= OBJECTIF 1 =
D'après l'extrait, quelle entreprise visait la seconde plainte déposée par l'association HOP ?
= OBJECTIF 2 =
Recopiez à l'identique le passage de l'extrait qui s'ouvre sur les mots contenant « De fait, bien » et se termine par « coupables d’obsolescence programmée. ».

= EXTRAIT =
◆ ◆ ◆ ◆ ◆
De fait, bien que l’exemple du cartel Phoebus – des entreprises qui ont sciemment, entre les deux guerres, limité la durée de vie d’ampoules pour maintenir leurs prix élevés sans crainte de concurrence – se retrouve souvent cité comme exemple de cette pratique, aucune condamnation n’a encore été prononcée en France contre des industriels reconnus coupables d’obsolescence programmée.

« Cette notion est plus fantasmée que concrète »

Deux plaintes ont été déposées ces dernières années par l’association Halte à l’obsolescence programmée (HOP) : la première contre différents fabricants d’imprimante, auxquels il était (notamment) reproché de bloquer les impressions lorsque les cartouches d’encre sont censées être vides alors qu’elles ne le sont pas totalement –, la seconde contre Apple, accusé d’avoir délibérément ralenti le fonctionnement d’anciens modèles d’iPhone pour pousser à l’achat des derniers sortis.
◆ ◆ ◆ ◆ ◆
= MATÉRIEL FOURNI =

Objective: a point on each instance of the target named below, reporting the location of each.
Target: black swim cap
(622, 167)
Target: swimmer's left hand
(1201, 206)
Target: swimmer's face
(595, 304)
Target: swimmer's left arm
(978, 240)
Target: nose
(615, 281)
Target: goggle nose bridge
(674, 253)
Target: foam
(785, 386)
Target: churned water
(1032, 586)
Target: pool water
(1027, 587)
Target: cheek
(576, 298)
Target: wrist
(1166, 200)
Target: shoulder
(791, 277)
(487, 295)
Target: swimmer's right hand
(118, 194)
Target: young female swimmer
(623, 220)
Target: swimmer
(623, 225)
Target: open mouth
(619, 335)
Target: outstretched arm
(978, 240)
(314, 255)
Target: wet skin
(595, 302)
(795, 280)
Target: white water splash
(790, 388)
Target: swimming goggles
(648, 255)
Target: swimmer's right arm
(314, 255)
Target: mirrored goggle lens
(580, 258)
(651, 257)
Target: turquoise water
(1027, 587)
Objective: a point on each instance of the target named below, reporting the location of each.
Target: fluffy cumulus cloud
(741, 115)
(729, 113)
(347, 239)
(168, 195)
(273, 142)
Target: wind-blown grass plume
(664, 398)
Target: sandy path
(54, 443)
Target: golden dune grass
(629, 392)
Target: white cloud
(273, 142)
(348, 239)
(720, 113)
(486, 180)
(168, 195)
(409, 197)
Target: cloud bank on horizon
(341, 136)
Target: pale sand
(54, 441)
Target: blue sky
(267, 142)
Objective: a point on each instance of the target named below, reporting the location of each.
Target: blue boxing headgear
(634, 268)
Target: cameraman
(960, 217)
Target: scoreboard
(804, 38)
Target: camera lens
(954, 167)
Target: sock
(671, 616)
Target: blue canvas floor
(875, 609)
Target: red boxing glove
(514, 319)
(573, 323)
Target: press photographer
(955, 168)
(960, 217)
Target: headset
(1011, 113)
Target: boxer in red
◆ ◆ ◆ ◆ ◆
= RÉPONSE ATTENDUE 1 =
Apple.

= RÉPONSE ATTENDUE 2 =
De fait, bien que l’exemple du cartel Phoebus – des entreprises qui ont sciemment, entre les deux guerres, limité la durée de vie d’ampoules pour maintenir leurs prix élevés sans crainte de concurrence – se retrouve souvent cité comme exemple de cette pratique, aucune condamnation n’a encore été prononcée en France contre des industriels reconnus coupables d’obsolescence programmée.